The other thing that I think plays an important role is the fact that there is virtually NO civil aircraft flying in Korea. Its actually illegal to own a Cessna-152 and just go learn to fly. Ultra-lights and Powered Hang Gliders are Ok. I guess they dont trust the people to not start WW III by flying 35 miles north of Inchon into North Korea. But, they dont get the kids who grew up flying (and thinking for themselves) and hanging around airports. They do recruit some kids from college and send then to the US or Australia and get them their tickets. Generally, I had better experience with them than with the ex-Military pilots. This was a surprise to me as I spent years as a Naval Aviator flying fighters after getting my private in light airplanes. I would get experienced F-4, F-5, F-15, and F-16 pilots who were actually terrible pilots if they had to hand fly the airplane. What a shock!
※
**Work to do**
In the passage on flying in Korea, how would you put "Ultra-lights and Powered Hang Gliders are Ok." into Spanish? The material after this point comes from a separate source.

**Entries shown**
※
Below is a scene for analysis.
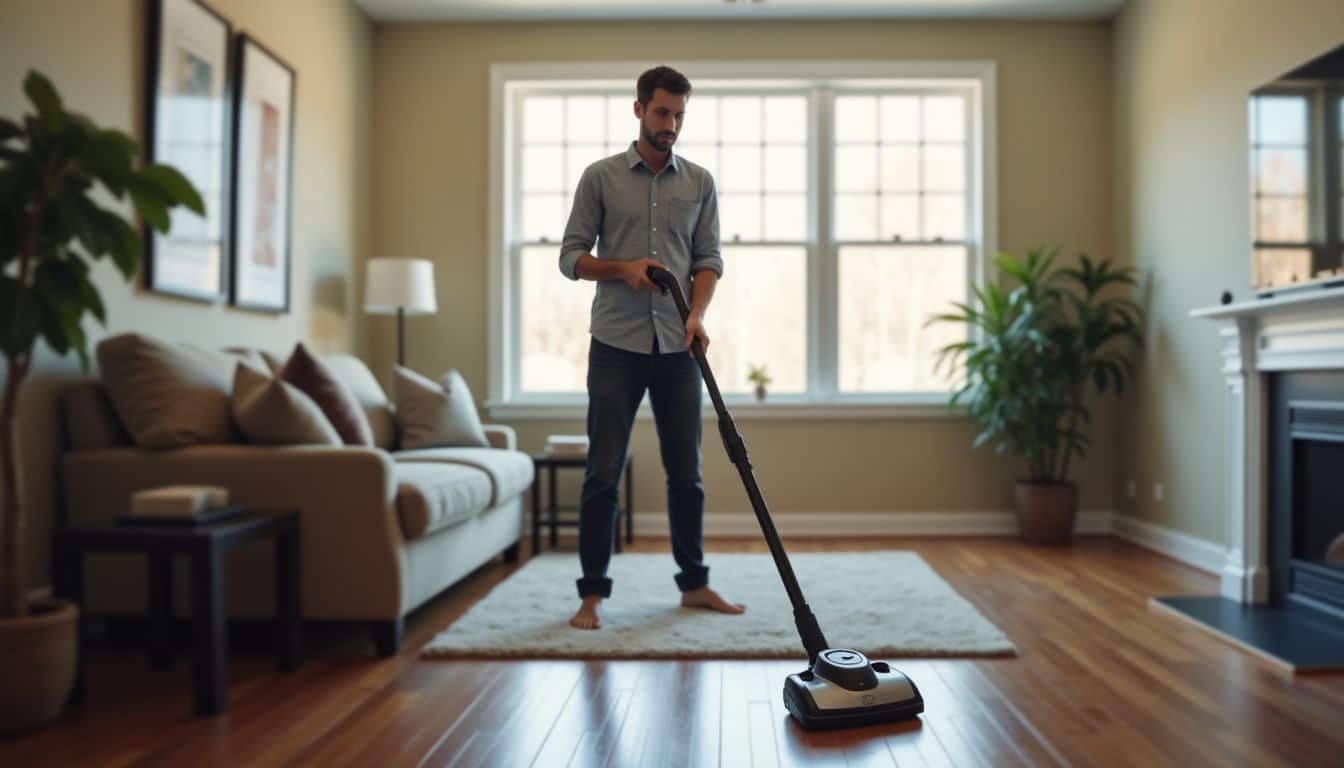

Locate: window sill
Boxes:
[485,395,966,421]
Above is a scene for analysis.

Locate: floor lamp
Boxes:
[364,258,438,366]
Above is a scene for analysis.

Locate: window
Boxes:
[489,63,993,416]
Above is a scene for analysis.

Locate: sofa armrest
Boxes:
[481,424,517,451]
[62,445,409,619]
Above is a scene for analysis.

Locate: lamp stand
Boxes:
[396,307,406,367]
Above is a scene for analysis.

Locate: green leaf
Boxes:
[23,70,62,130]
[140,164,206,215]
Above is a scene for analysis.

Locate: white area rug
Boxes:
[423,551,1013,659]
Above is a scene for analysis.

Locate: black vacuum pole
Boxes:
[648,266,829,663]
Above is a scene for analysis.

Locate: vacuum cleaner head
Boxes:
[784,648,923,730]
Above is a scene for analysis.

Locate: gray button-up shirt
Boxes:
[560,141,723,352]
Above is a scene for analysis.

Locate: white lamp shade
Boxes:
[364,258,438,315]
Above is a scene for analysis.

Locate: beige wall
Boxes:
[368,22,1117,514]
[0,0,374,585]
[1114,0,1344,542]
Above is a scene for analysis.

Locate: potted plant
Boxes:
[747,364,774,402]
[930,247,1144,543]
[0,71,206,732]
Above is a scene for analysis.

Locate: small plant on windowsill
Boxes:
[747,364,774,402]
[930,247,1144,543]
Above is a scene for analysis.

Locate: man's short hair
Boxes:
[634,67,691,106]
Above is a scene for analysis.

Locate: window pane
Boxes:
[523,95,564,144]
[682,95,719,145]
[523,195,570,242]
[923,95,966,141]
[719,95,761,144]
[523,147,561,192]
[835,95,878,143]
[1255,198,1306,242]
[704,246,808,393]
[882,144,919,192]
[833,195,878,241]
[564,95,606,144]
[765,147,808,192]
[923,147,966,192]
[1255,149,1306,196]
[719,194,761,242]
[882,95,919,141]
[765,195,808,241]
[718,144,761,192]
[839,246,966,393]
[923,195,966,239]
[765,95,808,144]
[1255,95,1306,145]
[603,95,640,149]
[519,246,597,393]
[878,195,919,241]
[564,144,606,190]
[836,147,878,192]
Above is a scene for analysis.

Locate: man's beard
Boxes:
[640,122,676,152]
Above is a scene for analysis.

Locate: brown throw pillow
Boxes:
[392,366,491,451]
[97,334,239,448]
[233,364,341,445]
[280,342,374,447]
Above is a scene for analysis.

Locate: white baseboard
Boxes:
[1111,515,1227,574]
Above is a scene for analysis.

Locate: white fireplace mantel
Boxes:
[1191,286,1344,603]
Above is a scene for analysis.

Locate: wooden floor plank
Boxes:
[0,538,1344,768]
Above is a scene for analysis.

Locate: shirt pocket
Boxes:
[668,198,700,238]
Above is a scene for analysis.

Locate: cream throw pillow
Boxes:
[231,364,341,445]
[392,366,491,451]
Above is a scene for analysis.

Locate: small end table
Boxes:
[54,510,301,714]
[532,451,634,554]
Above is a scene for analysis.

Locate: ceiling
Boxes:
[355,0,1125,22]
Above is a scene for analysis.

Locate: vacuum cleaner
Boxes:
[648,266,923,729]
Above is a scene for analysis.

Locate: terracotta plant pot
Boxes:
[1013,480,1078,545]
[0,600,79,733]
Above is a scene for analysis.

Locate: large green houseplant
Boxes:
[930,247,1144,543]
[0,71,204,730]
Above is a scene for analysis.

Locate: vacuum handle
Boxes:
[646,266,829,663]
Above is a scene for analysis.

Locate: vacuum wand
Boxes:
[648,266,829,662]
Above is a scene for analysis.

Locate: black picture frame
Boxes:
[228,32,298,315]
[142,0,234,304]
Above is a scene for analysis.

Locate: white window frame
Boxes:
[485,61,999,420]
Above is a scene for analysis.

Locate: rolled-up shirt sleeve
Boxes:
[560,165,602,280]
[691,174,723,277]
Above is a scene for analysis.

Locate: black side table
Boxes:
[532,451,634,554]
[52,510,301,714]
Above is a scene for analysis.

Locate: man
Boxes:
[560,67,746,629]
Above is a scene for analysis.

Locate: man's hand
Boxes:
[621,258,667,291]
[684,315,710,350]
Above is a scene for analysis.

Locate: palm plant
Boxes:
[930,247,1144,483]
[0,71,206,619]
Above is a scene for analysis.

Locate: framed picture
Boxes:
[231,34,294,312]
[144,0,233,301]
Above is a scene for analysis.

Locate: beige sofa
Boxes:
[60,355,534,655]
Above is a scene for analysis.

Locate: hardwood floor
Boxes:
[0,537,1344,768]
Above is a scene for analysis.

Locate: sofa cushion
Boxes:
[231,366,341,445]
[280,342,374,447]
[396,463,491,539]
[392,448,536,507]
[97,334,265,448]
[323,355,396,451]
[392,366,491,451]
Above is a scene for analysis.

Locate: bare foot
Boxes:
[570,594,602,629]
[681,586,747,613]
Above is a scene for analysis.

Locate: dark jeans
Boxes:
[578,339,710,597]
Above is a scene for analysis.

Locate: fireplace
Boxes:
[1269,371,1344,623]
[1152,285,1344,673]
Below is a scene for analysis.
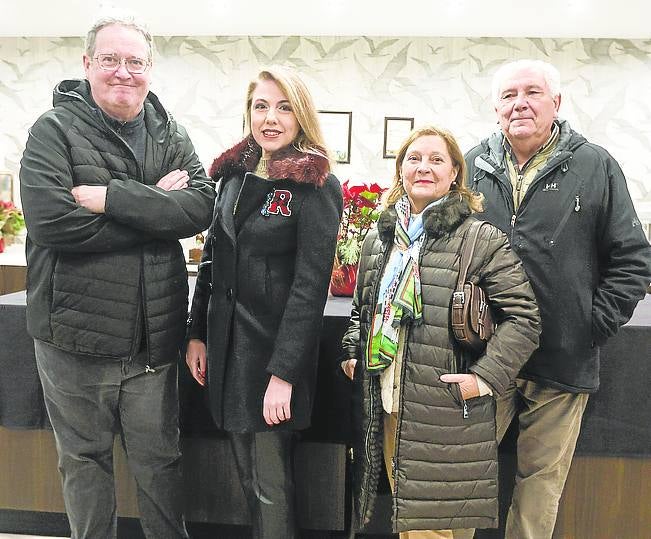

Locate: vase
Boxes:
[330,264,357,297]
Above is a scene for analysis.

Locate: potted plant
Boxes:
[0,200,25,253]
[330,180,385,296]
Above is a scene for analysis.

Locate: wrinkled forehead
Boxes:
[93,24,150,58]
[499,68,550,93]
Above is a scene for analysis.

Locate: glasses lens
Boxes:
[97,54,120,69]
[125,58,147,74]
[97,54,149,75]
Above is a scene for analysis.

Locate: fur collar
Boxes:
[377,193,472,242]
[210,135,330,187]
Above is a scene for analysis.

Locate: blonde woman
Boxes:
[186,67,343,539]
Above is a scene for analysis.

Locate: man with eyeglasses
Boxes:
[20,13,214,539]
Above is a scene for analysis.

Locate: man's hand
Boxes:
[441,374,479,400]
[185,339,206,386]
[72,185,106,213]
[341,358,357,380]
[156,169,190,191]
[262,374,292,426]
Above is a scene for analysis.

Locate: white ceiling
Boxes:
[0,0,651,39]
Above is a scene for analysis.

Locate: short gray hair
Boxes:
[86,15,154,60]
[491,59,561,104]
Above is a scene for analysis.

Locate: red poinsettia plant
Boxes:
[337,180,385,265]
[0,200,25,238]
[330,180,385,296]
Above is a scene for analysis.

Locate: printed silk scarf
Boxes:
[366,195,428,373]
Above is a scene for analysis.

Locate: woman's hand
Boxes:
[441,374,479,400]
[156,169,190,191]
[341,358,357,380]
[185,339,206,386]
[262,374,292,426]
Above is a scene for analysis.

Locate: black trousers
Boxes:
[229,431,298,539]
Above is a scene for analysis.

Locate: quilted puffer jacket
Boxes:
[343,196,540,532]
[20,80,214,365]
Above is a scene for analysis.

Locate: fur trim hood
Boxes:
[210,135,330,187]
[377,192,472,242]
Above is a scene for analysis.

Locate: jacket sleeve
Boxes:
[592,150,651,344]
[341,231,375,360]
[470,226,540,394]
[186,186,219,343]
[267,175,343,384]
[105,127,215,239]
[20,114,151,253]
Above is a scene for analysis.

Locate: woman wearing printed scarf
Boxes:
[186,67,343,539]
[342,127,540,539]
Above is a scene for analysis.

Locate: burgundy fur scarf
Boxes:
[210,135,330,187]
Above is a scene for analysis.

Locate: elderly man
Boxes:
[466,60,651,539]
[20,12,214,539]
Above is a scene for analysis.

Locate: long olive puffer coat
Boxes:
[343,195,540,532]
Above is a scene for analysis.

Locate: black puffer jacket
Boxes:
[466,121,651,392]
[343,195,539,531]
[188,137,343,432]
[20,80,214,365]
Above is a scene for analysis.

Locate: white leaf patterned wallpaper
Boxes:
[0,36,651,222]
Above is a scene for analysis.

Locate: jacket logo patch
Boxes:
[260,189,292,217]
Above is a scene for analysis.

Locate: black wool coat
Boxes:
[188,137,343,432]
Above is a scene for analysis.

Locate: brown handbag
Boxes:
[450,221,496,354]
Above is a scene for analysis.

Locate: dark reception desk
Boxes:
[0,284,651,539]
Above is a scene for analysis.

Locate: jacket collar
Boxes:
[210,135,330,187]
[377,192,472,242]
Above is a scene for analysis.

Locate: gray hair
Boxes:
[86,15,154,60]
[491,60,561,104]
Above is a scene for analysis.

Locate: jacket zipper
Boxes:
[549,194,581,247]
[233,174,246,215]
[506,156,581,245]
[360,245,387,519]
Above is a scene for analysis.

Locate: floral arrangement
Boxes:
[0,200,25,238]
[336,180,385,265]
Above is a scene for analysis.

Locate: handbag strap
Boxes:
[455,221,486,292]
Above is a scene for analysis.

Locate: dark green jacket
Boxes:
[466,121,651,393]
[20,80,214,365]
[343,195,540,531]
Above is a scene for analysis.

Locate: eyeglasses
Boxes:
[93,54,151,75]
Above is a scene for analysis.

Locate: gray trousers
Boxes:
[34,341,188,539]
[228,430,296,539]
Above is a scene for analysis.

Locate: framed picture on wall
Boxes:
[319,110,353,163]
[382,116,414,159]
[0,170,14,202]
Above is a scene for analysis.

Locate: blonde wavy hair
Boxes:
[244,66,330,166]
[382,125,484,212]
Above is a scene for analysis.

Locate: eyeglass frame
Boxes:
[93,53,152,75]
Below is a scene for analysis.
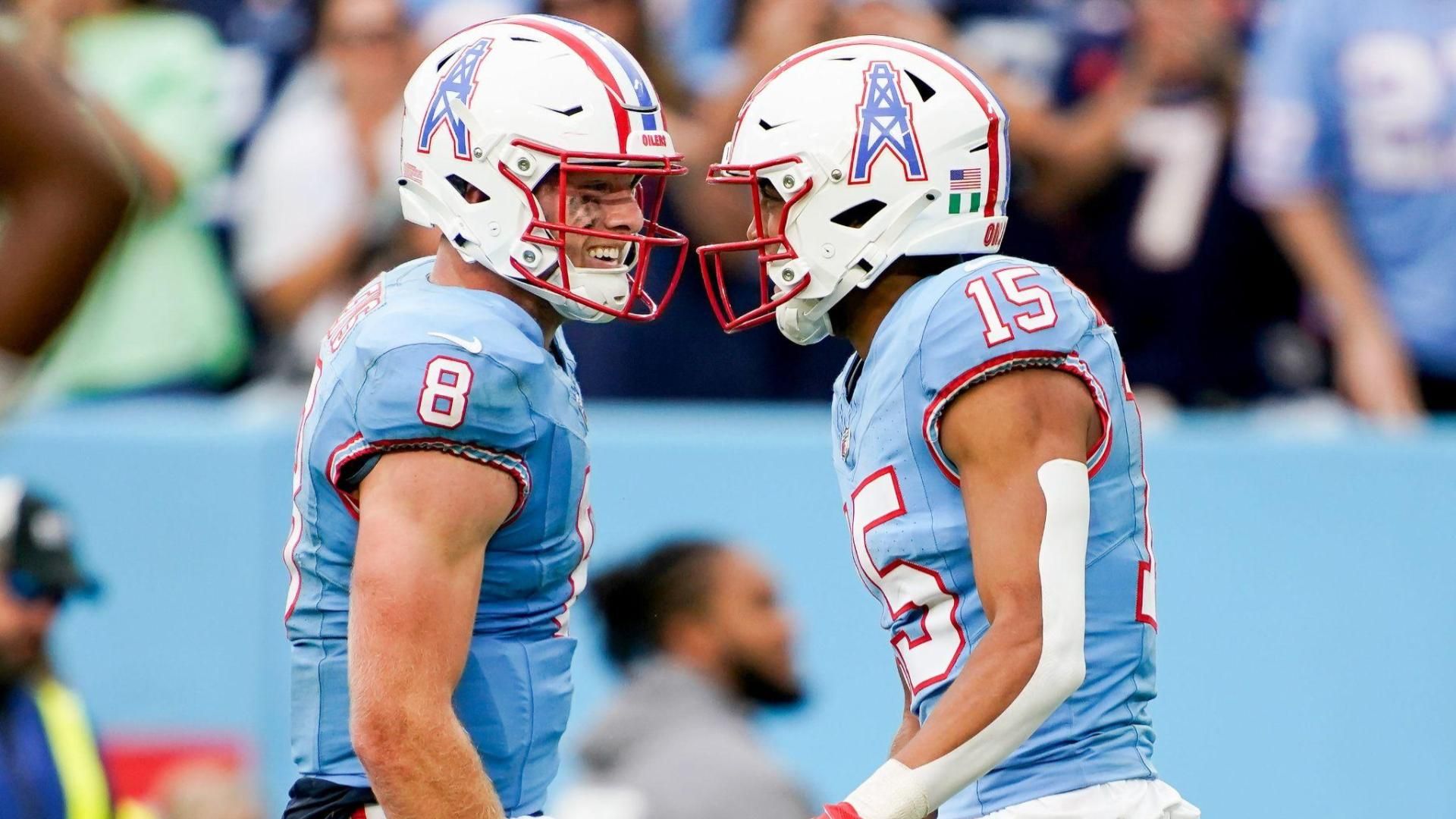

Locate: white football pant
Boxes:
[986,780,1203,819]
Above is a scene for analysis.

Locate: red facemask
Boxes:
[698,156,814,332]
[500,139,687,322]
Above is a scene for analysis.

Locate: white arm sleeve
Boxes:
[846,459,1090,819]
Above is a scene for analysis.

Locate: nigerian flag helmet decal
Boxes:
[949,168,981,214]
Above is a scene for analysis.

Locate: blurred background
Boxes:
[0,0,1456,819]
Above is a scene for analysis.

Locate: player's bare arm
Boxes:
[350,452,519,819]
[896,369,1100,763]
[890,679,920,756]
[847,369,1100,819]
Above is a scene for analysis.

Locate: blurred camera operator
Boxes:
[0,478,112,819]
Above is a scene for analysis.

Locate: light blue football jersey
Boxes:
[833,256,1156,819]
[284,253,592,816]
[1239,0,1456,378]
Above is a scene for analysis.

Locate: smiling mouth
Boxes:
[581,242,628,268]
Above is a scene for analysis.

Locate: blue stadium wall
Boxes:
[0,398,1456,819]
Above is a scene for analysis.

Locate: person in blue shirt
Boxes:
[1239,0,1456,421]
[0,476,112,819]
[699,36,1200,819]
[284,14,686,819]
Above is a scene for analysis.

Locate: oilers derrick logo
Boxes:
[415,36,492,158]
[849,60,926,185]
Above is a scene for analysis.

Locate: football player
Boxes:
[699,36,1198,819]
[284,14,686,819]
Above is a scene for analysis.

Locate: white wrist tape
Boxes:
[845,759,935,819]
[846,459,1090,819]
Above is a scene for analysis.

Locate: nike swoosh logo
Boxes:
[429,332,485,356]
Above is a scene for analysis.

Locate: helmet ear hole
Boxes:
[830,199,885,228]
[446,174,491,204]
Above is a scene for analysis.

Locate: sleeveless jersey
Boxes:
[833,256,1156,819]
[284,259,592,816]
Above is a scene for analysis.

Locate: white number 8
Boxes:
[418,356,475,430]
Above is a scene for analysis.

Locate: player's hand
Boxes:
[1332,321,1424,424]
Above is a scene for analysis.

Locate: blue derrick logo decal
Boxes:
[415,36,492,158]
[849,60,926,185]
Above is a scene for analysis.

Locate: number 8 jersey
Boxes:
[833,256,1156,819]
[284,259,592,816]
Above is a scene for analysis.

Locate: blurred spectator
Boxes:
[868,0,1320,405]
[153,764,264,819]
[0,46,128,413]
[1241,0,1456,419]
[234,0,435,373]
[556,541,812,819]
[16,0,247,395]
[0,478,112,819]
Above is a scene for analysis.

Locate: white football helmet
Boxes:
[399,14,687,322]
[698,36,1009,344]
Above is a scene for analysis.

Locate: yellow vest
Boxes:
[30,679,112,819]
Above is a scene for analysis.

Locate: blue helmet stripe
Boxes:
[552,16,658,131]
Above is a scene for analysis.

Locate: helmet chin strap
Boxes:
[774,191,940,344]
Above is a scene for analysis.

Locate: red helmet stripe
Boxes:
[495,14,632,153]
[733,35,1003,215]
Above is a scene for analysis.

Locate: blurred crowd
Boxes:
[0,0,1456,419]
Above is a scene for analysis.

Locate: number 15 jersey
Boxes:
[833,256,1156,819]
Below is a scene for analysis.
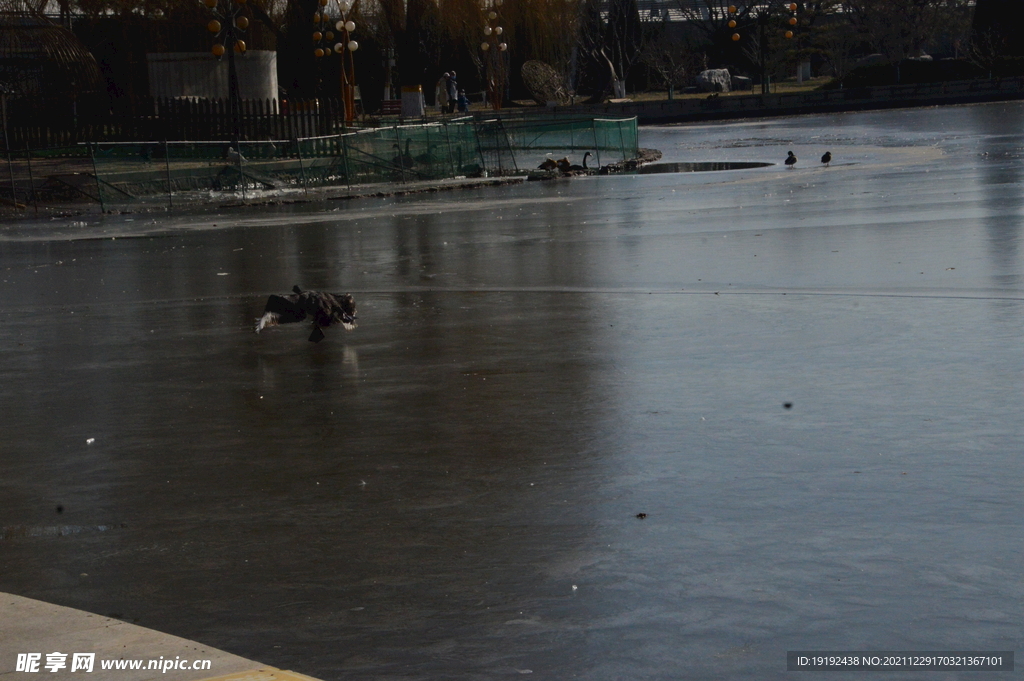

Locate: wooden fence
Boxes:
[6,98,345,150]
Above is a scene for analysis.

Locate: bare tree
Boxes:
[811,17,861,87]
[641,25,707,99]
[843,0,969,82]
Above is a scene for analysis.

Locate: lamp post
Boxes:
[728,1,798,94]
[0,83,17,205]
[203,0,249,144]
[480,0,508,112]
[313,0,359,125]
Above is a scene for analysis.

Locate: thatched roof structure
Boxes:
[0,13,103,100]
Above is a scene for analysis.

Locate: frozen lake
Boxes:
[0,102,1024,681]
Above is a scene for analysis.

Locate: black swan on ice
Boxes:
[256,286,355,343]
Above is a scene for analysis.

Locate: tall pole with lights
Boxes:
[313,0,359,125]
[203,0,249,143]
[480,0,508,112]
[728,0,799,94]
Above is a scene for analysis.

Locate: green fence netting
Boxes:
[0,117,638,210]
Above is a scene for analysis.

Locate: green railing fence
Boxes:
[0,117,638,210]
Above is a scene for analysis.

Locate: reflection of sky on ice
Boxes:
[0,99,1024,679]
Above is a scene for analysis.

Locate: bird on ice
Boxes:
[256,286,355,343]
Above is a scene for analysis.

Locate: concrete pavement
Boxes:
[0,593,316,681]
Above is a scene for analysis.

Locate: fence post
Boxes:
[24,147,39,215]
[441,121,459,177]
[89,142,106,213]
[295,137,309,196]
[338,135,352,189]
[164,139,174,210]
[394,126,406,184]
[236,139,246,203]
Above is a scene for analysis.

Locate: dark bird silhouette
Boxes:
[256,286,355,343]
[569,152,594,170]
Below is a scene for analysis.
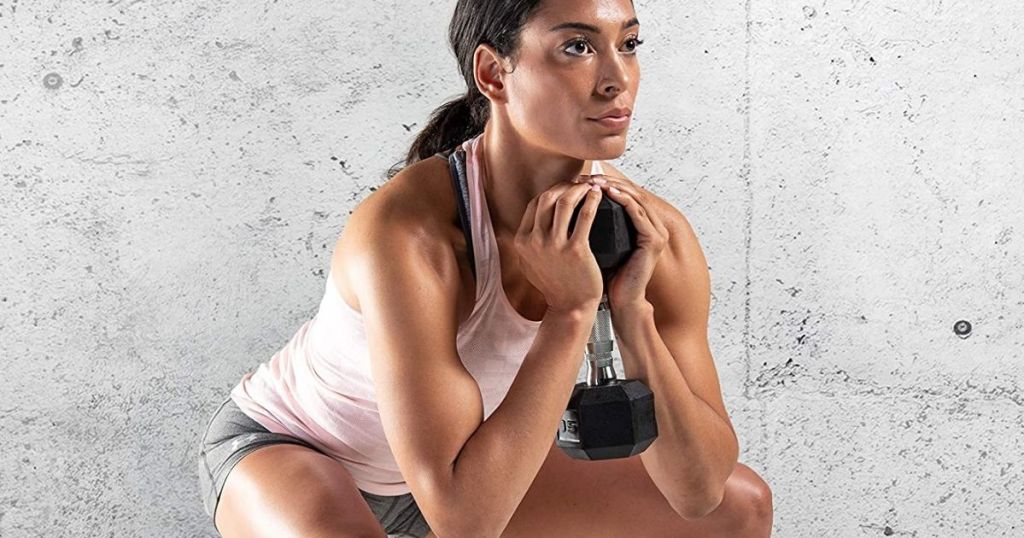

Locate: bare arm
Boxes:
[346,207,597,538]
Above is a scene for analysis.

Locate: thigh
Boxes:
[215,444,387,538]
[502,444,741,538]
[199,398,389,538]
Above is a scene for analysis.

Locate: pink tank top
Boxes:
[230,135,600,495]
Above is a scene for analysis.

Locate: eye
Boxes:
[562,36,643,56]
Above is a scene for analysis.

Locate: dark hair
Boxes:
[387,0,541,179]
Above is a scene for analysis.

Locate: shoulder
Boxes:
[331,157,461,303]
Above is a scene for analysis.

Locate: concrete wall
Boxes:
[0,0,1024,538]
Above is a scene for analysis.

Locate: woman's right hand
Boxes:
[515,178,604,312]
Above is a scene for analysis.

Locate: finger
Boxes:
[534,181,590,235]
[591,175,644,200]
[551,183,594,241]
[569,182,604,243]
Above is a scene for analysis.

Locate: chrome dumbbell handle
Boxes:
[584,294,615,386]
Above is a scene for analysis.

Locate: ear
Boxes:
[473,43,509,102]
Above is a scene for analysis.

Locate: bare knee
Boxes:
[736,463,774,536]
[215,445,387,538]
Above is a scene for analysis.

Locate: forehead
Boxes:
[528,0,636,35]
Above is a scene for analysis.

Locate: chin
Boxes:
[583,131,627,161]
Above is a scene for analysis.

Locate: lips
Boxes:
[589,107,633,120]
[589,116,630,129]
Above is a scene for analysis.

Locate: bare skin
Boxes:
[216,0,772,538]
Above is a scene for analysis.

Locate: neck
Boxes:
[479,121,600,237]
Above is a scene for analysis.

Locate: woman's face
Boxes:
[495,0,640,160]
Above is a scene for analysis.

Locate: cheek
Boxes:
[508,72,590,135]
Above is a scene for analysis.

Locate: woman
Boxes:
[199,0,771,537]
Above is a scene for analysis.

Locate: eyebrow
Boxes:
[550,16,640,34]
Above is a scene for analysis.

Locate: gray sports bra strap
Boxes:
[444,148,476,280]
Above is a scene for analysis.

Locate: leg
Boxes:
[214,444,387,538]
[502,444,772,538]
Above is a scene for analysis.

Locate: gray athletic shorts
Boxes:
[198,397,430,538]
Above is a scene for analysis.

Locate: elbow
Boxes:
[420,477,511,538]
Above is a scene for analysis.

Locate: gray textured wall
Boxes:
[0,0,1024,538]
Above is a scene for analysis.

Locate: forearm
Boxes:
[451,305,597,537]
[612,302,738,518]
※
**Output of the exercise**
Los ultraligeros y las alas delta motorizadas están bien.